§ **TASKS AND EXERCISES**
a) List every file name that the tweet-mining text says you will have created after running the example.
b) In the tweet-mining text, rewrite the passage starting at "Though it is" and ending at "your twitter container.", changing every "downtime" to "outage".

§ **SUPPLIED TEXT**
* start *

In fact, you will have created three files (after running the example):

  • secret.env containing your API key information
  • main.py a streaming API client based on tweepy
  • tweets.json the result of mining a little bit around.

Advanced: Expecting Errors is Better than Handling Errors

Mining tweets over a long time is tedious, because we have to talk about errors like API problems, network faults, disk full, etc… In general, it is a good strategy to enumerate all errors and to think about handling each of them. However, this is rather impossible for a non-standard API, a quickly evolving open-source library, and the Internet with all of its complexity. The second-best strategy is to fail fast. In fact, we don’t care about errors except for the fact that they quickly stop the running application (e.g., throw on all you know, don’t catch exceptions (we are not Java kids, are we?), additional exceptions you were not thinking of like disk full will end the program themselves). In short, we want every small error to quickly exit the program. And then, we start over from scratch, don’t we?

A bash solution to this would look like this:

while true; do
  python main.py
  sleep 1s;
done

Though it is very simple and stable, it has two downsides: first, more than one second of downtime for each error might be too much and, second, permanent errors lead to permanent invocations possibly hitting on rate limits on the remote API.

Docker provides support for restarting containers with many options and allows you to have almost zero downtime yet it will, for exapmle, gradually increase the delay. The most interesting fact is that as the docker daemon starts on system boot, even when you reboot your computer (like pressing the reset button) it will quite quickly (during the boot process) launch up your twitter container.

Another option is to go for advanced process managers like systemd or supervisor taking care that your python script is running almost always and, especially, how to inform you should it not be working.

Twitter Data Objects

The Twitter API provides a set of fields for each tweet, the following image of a rendered tweet was copied from the current API and commented

Basically, each tweet consists of text, multimedia, hashtags, metadata (like number of retweets, date of sending it), and information about the user sending the tweets. How does this now actually look like for this very tweet? Well, here it is:

{
  "contributors": null,
  "truncated": true,
  "text": "The Shortest Paths Dataset used for #acm #sigspatial #gis cup has just been released. https://t.co/pzeEleBfu9 #gis… https://t.co/IF7z1WnUDk",
  "is_quote_status": false,
  "in_reply_to_status_id": null,
  "id": 1062405858712272900,
  "favorite_count": 3,
  "source": "<a href=\"http://twitter.com/download/android\" rel=\"nofollow\">Twitter for Android</a>",
  "retweeted": false,
  "coordinates": null,
  "entities": {
    "symbols": [],
    "user_mentions": [],
    "hashtags": [
      {
        "indices": [
          36,
          40
        ],
        "text": "acm"
      },
      {
        "indices": [
          41,
          52
        ],
        "text": "sigspatial"
      },
      {
        "indices": [
          53,
          57
        ],
        "text": "gis"

* end *

§ **RECORD EXCERPTS**
* start *

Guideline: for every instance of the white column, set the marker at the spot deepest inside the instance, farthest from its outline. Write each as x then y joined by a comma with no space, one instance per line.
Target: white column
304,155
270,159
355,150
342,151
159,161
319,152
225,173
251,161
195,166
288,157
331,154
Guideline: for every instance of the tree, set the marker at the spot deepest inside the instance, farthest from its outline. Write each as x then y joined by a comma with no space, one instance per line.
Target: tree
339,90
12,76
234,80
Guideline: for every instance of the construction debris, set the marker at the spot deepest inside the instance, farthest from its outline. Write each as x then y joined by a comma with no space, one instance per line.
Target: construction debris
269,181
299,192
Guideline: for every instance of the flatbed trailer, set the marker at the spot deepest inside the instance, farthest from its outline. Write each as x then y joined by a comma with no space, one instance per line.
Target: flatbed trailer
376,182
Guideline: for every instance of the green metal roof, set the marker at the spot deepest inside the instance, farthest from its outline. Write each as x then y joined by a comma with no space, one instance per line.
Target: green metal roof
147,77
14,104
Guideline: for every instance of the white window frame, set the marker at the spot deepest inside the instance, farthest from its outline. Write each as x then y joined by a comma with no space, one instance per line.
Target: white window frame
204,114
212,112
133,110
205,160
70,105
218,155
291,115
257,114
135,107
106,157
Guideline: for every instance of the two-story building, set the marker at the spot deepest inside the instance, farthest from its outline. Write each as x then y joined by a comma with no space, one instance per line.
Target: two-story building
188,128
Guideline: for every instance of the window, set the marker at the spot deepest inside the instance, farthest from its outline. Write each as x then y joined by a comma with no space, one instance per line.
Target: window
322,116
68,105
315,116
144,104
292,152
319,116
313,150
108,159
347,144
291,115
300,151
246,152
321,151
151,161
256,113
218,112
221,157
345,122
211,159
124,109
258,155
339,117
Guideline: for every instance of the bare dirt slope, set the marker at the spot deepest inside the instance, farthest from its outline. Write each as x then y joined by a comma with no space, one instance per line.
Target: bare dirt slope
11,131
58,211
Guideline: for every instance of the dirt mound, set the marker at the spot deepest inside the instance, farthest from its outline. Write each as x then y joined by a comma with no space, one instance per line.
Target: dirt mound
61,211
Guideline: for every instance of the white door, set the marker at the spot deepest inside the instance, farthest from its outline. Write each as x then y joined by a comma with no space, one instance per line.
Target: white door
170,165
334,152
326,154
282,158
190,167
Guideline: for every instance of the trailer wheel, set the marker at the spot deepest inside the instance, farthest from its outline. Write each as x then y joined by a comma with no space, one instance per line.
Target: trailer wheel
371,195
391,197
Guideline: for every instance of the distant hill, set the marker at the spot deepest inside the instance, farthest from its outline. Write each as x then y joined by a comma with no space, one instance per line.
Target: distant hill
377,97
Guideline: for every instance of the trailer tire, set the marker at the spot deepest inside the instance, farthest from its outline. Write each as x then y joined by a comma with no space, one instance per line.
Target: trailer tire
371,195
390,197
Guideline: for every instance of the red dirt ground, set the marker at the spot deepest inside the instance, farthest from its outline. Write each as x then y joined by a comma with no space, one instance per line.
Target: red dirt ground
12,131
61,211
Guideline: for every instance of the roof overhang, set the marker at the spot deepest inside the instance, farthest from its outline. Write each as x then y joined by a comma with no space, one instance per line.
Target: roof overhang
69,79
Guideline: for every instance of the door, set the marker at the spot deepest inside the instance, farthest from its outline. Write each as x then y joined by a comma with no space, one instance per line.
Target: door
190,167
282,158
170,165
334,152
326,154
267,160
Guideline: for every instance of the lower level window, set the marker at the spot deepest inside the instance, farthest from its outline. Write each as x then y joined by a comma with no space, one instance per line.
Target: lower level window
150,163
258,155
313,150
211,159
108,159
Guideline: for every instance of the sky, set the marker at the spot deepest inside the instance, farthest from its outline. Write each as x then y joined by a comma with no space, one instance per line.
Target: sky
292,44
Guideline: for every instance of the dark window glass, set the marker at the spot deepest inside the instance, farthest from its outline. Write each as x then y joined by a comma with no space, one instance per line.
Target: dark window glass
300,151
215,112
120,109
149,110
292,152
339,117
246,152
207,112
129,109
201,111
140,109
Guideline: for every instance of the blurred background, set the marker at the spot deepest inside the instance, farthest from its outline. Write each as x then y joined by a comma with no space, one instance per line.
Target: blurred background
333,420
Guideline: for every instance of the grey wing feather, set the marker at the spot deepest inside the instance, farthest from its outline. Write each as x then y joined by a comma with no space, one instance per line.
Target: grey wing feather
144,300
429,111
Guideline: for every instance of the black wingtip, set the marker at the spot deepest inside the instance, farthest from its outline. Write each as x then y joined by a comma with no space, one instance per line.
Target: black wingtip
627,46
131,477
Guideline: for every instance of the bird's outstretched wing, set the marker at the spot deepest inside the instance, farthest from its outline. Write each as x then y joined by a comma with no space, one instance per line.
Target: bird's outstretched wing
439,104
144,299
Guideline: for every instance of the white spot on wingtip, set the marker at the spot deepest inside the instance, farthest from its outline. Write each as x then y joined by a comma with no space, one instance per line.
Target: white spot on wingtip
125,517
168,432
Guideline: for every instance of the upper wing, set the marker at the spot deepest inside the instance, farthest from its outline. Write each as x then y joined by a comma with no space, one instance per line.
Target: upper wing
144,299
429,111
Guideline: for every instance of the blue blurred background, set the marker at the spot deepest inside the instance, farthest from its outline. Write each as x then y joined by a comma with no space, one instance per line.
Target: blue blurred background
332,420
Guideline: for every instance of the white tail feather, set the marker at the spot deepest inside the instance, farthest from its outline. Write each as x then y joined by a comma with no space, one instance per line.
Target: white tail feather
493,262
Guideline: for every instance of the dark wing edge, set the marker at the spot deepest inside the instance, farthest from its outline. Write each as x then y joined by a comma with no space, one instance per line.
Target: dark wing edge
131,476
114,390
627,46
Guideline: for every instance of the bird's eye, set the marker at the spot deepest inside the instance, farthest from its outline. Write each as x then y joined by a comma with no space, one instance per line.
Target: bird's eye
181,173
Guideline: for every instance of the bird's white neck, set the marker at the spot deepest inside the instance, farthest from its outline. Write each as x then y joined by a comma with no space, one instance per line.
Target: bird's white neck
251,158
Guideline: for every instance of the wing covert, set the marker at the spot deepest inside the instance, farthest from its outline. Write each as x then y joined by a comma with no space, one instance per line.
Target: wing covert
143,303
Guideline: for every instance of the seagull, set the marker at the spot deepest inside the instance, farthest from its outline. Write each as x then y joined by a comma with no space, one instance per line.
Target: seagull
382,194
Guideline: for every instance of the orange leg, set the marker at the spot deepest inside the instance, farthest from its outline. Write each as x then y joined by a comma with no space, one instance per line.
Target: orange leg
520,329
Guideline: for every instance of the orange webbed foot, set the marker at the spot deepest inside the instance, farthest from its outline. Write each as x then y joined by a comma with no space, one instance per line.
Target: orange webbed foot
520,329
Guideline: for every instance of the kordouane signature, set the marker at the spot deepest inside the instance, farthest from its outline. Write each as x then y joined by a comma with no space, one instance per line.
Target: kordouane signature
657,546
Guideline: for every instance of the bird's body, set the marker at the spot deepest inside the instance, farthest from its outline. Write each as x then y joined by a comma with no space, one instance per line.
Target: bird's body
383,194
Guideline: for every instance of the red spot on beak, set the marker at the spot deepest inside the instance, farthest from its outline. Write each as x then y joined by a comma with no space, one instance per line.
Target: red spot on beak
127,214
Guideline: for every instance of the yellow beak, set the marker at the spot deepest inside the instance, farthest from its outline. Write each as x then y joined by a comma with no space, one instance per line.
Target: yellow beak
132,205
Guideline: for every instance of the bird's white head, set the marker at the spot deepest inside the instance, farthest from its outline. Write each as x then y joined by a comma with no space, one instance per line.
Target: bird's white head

* end *

§ **WRITTEN RESPONSES**
a) secret.env, main.py, tweets.json

b)
Though it is very simple and stable, it has two downsides: first, more than one second of outage for each error might be too much and, second, permanent errors lead to permanent invocations possibly hitting on rate limits on the remote API.

Docker provides support for restarting containers with many options and allows you to have almost zero outage yet it will, for exapmle, gradually increase the delay. The most interesting fact is that as the docker daemon starts on system boot, even when you reboot your computer (like pressing the reset button) it will quite quickly (during the boot process) launch up your twitter container.